The exercise: Rewrite every line of the rows below, requests included, and shift each x and y coordinate in the answers up by 5. Leave the pictures out of your answer.

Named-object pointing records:
>> begin

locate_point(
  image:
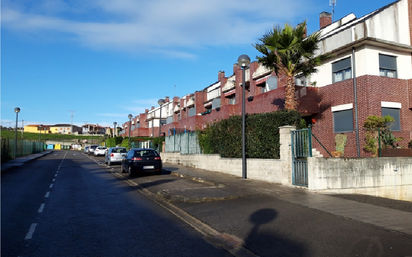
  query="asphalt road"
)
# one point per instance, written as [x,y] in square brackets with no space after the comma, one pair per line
[91,211]
[64,204]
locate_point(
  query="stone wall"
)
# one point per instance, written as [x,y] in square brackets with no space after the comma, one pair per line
[389,177]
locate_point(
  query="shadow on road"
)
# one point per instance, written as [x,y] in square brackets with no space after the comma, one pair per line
[263,241]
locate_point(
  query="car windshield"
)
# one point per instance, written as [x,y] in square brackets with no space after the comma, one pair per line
[119,150]
[148,153]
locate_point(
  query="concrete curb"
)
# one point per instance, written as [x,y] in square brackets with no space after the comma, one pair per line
[20,161]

>> end

Final answer:
locate_point(
  image:
  query="asphalt road"
)
# one point per instance, written as [x,y] in square brackets with no space after the comma, one pair per line
[96,216]
[69,209]
locate_point(
  query="stone wall"
)
# one point per instance, written as [x,y] in square brackets with no space after the comma, one pair per line
[394,182]
locate_point(
  query="shadow on road"
)
# one point per instance, written as [x,y] in square brackets with no space after the comma, one pair per line
[268,246]
locate_point(
  query="car windshield"
)
# one point per instance, written as [x,y] in square brackets with no space after the comma, one pair per line
[124,155]
[153,158]
locate_point(
  query="concrete curb"
)
# one point per instance, written as [x,y] in square brackets with no space after the comma, one pair per line
[25,166]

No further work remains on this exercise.